== Study questions ==
- A) Translate this sentence from the coronavirus post below into Spanish: "Someone he works with stole his hand sanitizer."
- B) Reproduce the part of the coronavirus post below starting at "If you don’t" and ending at "the bad news.".

== Document segment ==
----

If you don’t have someone to keep you company, and your fear and anxiety are keeping you from social engagements, leave me a comment with your e-mail, and I will get you a link to join writers virtually four days a week. It isn’t the same as having someone next to you or being in a workshop, but you can check in with people and get some work done.

There is plenty of anxiety-producing and fear-producing information out there. We don’t have control over the fact that a new virus has been introduced into the human population worldwide, but we can look for ways to enjoy our lives despite the bad news.

Putting our phones down, spending time at home with people we care about, and doing creative, healthy, and fun things together are positive among so many negatives.

Stay healthy and try to help others!

Hand Sanitizer: Liquid Gold

As in most difficult or challenging times, we are about to see the best and worst of people. My husband, who is immunocompromised because he has sarcoidosis, had hand sanitizer on his desk. Someone he works with stole his hand sanitizer. I have no way of knowing if the person who took it was a healthy adult (so the impact of coronavirus would probably be mild), but even thinking that makes the theft worse.

My husband, a person at high risk for developing complications from COVID-19, tried to help his community avoid the virus by using alcohol-based hand sanitizer, and someone stole it. It wouldn’t be that big of a deal, but we can’t replace the hand sanitizer. First, we can’t find a single store in our city or the cities of family and friends who have looked for it, that has any hand sanitizer on the shelves. All the online stores are either out or have raised the price to $50 for a small bottle.

We have two small bottles at home for personal use, and we can’t put one of them on his desk because if they keep getting stolen, we will be without any for our use, and my husband takes public transportation and needs to use the sanitizer a few times daily.

I am also worried about my dad, another high-risk person not just because of his advanced age, but because he has damage to his lungs due to emphysema. My dad lives in a small town in Washington State (not too close to Seattle – the epicenter of the infections in the United States), but still in Washington, and I can’t get any hand sanitizer to him. I have called his local stores, and looked at Instacart to have some delivered, etc. but the stuff is like gold right now.

----

[Saved entries]
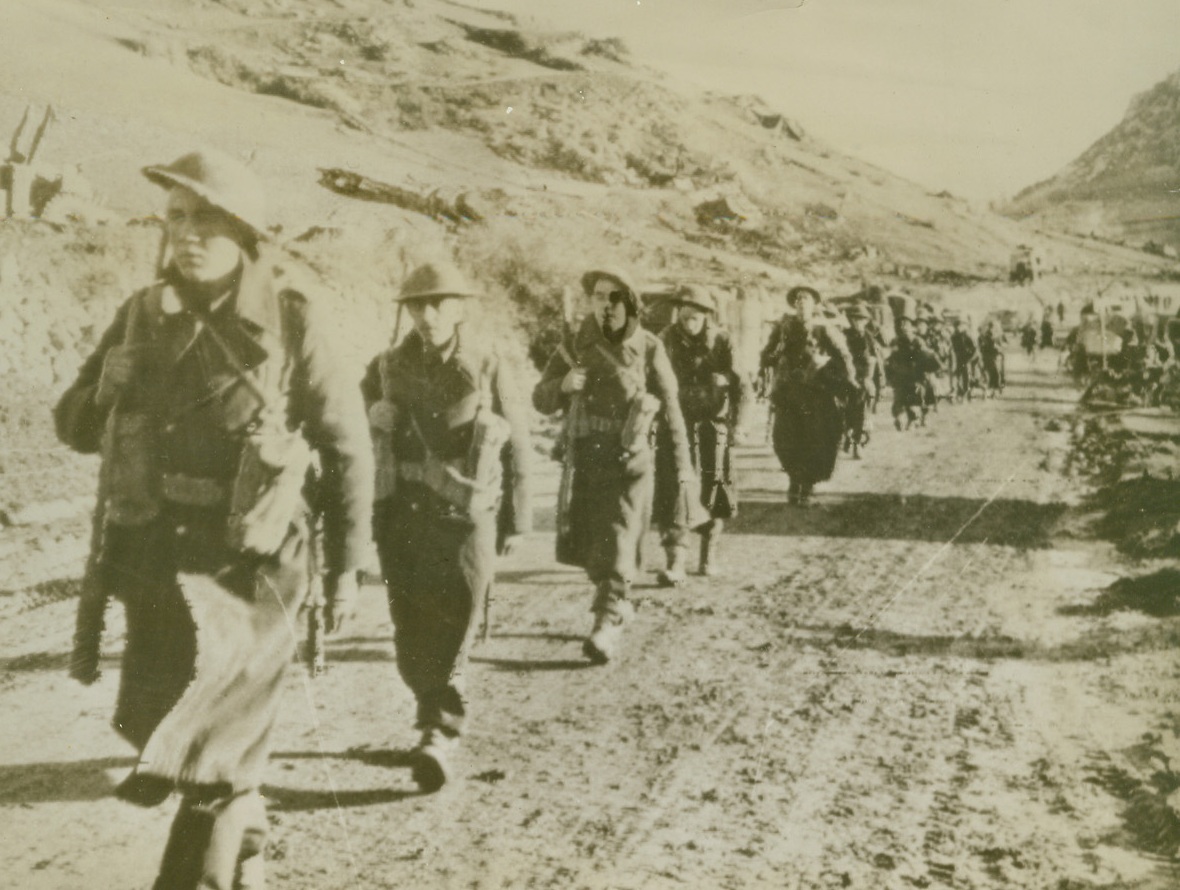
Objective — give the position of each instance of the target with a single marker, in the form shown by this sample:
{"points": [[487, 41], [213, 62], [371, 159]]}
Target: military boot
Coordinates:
{"points": [[602, 646], [709, 538], [432, 758], [675, 573]]}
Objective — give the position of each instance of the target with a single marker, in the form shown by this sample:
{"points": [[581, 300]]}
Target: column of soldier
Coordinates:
{"points": [[225, 421]]}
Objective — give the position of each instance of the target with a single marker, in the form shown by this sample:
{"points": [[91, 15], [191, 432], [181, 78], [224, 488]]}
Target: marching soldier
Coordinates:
{"points": [[991, 355], [866, 361], [908, 367], [611, 379], [964, 359], [451, 442], [712, 398], [204, 396], [812, 383]]}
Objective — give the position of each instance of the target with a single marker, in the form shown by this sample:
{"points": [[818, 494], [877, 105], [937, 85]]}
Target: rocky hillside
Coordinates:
{"points": [[1127, 184]]}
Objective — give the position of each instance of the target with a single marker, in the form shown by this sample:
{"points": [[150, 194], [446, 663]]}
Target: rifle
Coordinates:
{"points": [[90, 620], [566, 548], [315, 656]]}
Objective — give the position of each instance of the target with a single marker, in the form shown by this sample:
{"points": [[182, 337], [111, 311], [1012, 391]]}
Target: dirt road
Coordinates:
{"points": [[902, 686]]}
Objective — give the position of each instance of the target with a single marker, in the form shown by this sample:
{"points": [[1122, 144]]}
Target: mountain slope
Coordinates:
{"points": [[1127, 184]]}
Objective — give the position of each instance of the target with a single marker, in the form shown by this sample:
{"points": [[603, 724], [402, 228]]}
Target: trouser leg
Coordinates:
{"points": [[215, 844], [710, 537], [437, 575]]}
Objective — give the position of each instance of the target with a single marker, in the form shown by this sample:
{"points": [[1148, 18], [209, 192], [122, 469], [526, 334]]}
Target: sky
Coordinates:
{"points": [[979, 98]]}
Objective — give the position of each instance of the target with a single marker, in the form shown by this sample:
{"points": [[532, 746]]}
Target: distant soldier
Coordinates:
{"points": [[1028, 338], [866, 362], [812, 384], [611, 379], [906, 370], [991, 355], [933, 342], [203, 397], [712, 398], [965, 354], [451, 439]]}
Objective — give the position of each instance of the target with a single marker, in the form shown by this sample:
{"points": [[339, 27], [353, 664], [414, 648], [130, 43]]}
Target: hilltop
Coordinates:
{"points": [[391, 131], [1125, 185]]}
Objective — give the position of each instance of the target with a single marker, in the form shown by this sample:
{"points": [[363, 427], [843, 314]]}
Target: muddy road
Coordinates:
{"points": [[904, 685]]}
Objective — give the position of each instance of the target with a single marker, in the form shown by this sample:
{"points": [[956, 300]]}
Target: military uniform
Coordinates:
{"points": [[908, 370], [812, 384], [628, 378], [992, 359], [965, 355], [712, 399], [437, 534], [208, 622]]}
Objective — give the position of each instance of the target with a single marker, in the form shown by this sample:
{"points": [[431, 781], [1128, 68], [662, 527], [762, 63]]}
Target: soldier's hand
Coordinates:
{"points": [[340, 606], [575, 380], [118, 366], [382, 416]]}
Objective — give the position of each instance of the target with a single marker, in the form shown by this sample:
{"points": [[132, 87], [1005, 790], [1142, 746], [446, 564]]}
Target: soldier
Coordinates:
{"points": [[203, 397], [451, 438], [712, 398], [866, 361], [965, 358], [1028, 338], [812, 384], [611, 379], [906, 368], [991, 341]]}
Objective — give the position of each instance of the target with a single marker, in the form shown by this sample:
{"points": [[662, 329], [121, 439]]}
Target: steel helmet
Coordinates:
{"points": [[436, 280], [696, 295], [225, 183]]}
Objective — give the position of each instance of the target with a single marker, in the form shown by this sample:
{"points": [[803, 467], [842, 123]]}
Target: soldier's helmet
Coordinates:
{"points": [[436, 281], [621, 277], [794, 293], [223, 182], [696, 295], [856, 312]]}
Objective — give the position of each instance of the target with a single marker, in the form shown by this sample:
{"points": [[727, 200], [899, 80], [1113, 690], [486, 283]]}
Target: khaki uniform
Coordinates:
{"points": [[613, 484], [208, 622], [712, 412], [438, 554], [812, 383], [908, 368]]}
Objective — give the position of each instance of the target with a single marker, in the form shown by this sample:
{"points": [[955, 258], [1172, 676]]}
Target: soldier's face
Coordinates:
{"points": [[692, 319], [613, 311], [436, 318], [203, 239]]}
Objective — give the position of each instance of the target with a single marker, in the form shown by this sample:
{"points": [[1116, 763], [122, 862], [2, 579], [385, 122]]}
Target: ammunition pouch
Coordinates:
{"points": [[385, 460], [641, 417], [705, 400], [129, 469], [192, 490], [268, 489]]}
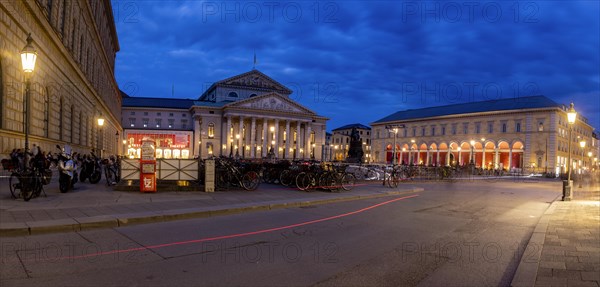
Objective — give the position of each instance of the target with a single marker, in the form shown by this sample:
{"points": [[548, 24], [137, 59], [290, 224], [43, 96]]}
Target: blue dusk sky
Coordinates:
{"points": [[358, 61]]}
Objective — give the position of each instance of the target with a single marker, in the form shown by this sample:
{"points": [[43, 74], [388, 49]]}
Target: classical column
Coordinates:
{"points": [[509, 159], [265, 138], [197, 145], [286, 152], [483, 165], [228, 134], [298, 139], [276, 146], [497, 159], [253, 138], [307, 141]]}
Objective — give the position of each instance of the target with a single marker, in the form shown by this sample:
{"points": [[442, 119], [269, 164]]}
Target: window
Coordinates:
{"points": [[211, 130]]}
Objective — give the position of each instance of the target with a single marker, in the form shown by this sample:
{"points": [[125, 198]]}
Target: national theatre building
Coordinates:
{"points": [[247, 116], [504, 134]]}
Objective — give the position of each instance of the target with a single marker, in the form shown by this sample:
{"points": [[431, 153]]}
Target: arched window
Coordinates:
{"points": [[211, 130], [2, 102], [60, 118], [209, 148], [47, 113]]}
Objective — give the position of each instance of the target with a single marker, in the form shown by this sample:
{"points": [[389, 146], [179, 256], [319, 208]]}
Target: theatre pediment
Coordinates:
{"points": [[273, 102]]}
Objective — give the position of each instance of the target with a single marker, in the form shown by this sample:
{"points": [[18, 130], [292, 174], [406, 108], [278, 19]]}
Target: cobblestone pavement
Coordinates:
{"points": [[570, 255]]}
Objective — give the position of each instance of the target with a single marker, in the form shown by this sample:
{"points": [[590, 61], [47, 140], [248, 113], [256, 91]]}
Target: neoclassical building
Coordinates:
{"points": [[340, 141], [508, 133], [249, 115], [73, 82]]}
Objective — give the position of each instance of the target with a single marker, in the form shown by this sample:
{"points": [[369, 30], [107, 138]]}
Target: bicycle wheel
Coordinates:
{"points": [[348, 181], [285, 177], [15, 185], [250, 180], [302, 181], [110, 176], [324, 181], [28, 186], [394, 179]]}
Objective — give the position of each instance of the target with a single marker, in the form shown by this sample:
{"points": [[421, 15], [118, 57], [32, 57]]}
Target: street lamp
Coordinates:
{"points": [[571, 117], [237, 148], [117, 145], [100, 125], [28, 58], [472, 142], [582, 145]]}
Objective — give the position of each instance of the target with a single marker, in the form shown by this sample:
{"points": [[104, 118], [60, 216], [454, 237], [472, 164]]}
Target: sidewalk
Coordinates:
{"points": [[564, 249], [99, 206]]}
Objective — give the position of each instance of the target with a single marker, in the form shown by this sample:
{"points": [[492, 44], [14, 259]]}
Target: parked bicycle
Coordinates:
{"points": [[229, 175]]}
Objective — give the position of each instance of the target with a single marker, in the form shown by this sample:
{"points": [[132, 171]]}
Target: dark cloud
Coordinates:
{"points": [[361, 60]]}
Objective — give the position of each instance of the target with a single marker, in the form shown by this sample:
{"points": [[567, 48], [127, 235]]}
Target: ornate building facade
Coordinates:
{"points": [[530, 132], [73, 82], [247, 116]]}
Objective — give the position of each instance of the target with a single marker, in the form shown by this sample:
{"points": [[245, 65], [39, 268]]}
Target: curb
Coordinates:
{"points": [[526, 273], [111, 221]]}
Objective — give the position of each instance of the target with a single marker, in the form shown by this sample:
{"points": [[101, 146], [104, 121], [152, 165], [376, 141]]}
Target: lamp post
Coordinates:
{"points": [[237, 148], [100, 131], [571, 117], [117, 145], [582, 145], [28, 58]]}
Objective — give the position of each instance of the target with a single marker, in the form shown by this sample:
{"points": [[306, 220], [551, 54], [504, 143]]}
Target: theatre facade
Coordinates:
{"points": [[246, 116], [508, 134]]}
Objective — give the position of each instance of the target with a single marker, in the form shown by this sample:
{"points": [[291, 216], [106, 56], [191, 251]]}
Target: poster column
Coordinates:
{"points": [[148, 167]]}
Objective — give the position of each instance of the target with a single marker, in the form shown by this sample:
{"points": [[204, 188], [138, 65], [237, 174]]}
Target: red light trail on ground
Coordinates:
{"points": [[229, 236]]}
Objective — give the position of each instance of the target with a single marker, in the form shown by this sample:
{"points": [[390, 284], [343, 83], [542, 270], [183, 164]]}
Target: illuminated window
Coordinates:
{"points": [[211, 130]]}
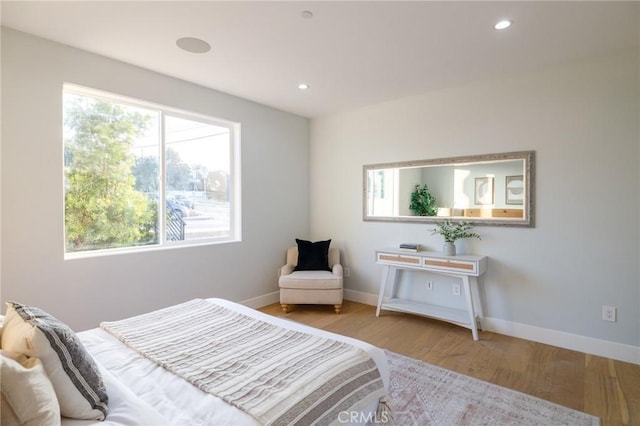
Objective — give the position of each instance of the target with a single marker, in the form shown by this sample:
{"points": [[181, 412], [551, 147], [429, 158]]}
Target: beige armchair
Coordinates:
{"points": [[311, 287]]}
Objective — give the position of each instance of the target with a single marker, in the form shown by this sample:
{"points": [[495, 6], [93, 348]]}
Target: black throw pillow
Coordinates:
{"points": [[313, 256]]}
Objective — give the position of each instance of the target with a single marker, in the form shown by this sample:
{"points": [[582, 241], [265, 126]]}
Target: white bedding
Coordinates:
{"points": [[164, 398]]}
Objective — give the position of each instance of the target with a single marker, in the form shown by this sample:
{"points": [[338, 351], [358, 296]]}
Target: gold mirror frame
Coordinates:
{"points": [[507, 213]]}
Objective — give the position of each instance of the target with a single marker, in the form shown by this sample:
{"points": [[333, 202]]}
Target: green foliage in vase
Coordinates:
{"points": [[454, 231], [422, 202]]}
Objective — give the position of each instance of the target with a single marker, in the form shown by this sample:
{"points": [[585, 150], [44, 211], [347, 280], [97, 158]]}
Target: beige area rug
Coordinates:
{"points": [[424, 395]]}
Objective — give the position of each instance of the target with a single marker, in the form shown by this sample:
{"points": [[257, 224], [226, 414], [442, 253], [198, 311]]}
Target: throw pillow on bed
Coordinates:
{"points": [[27, 394], [74, 374]]}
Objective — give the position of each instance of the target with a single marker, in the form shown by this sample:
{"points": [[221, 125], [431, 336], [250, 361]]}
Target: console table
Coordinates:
{"points": [[465, 267]]}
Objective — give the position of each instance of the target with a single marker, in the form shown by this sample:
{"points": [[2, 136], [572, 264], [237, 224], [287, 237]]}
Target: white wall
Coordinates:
{"points": [[82, 292], [582, 121]]}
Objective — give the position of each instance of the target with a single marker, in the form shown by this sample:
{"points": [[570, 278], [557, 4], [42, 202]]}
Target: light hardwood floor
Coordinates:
{"points": [[603, 387]]}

----

== Answers provided ==
- A) Alguien con quien trabaja le robó su desinfectante de manos.

- B)
If you don’t have someone to keep you company, and your fear and anxiety are keeping you from social engagements, leave me a comment with your e-mail, and I will get you a link to join writers virtually four days a week. It isn’t the same as having someone next to you or being in a workshop, but you can check in with people and get some work done.

There is plenty of anxiety-producing and fear-producing information out there. We don’t have control over the fact that a new virus has been introduced into the human population worldwide, but we can look for ways to enjoy our lives despite the bad news.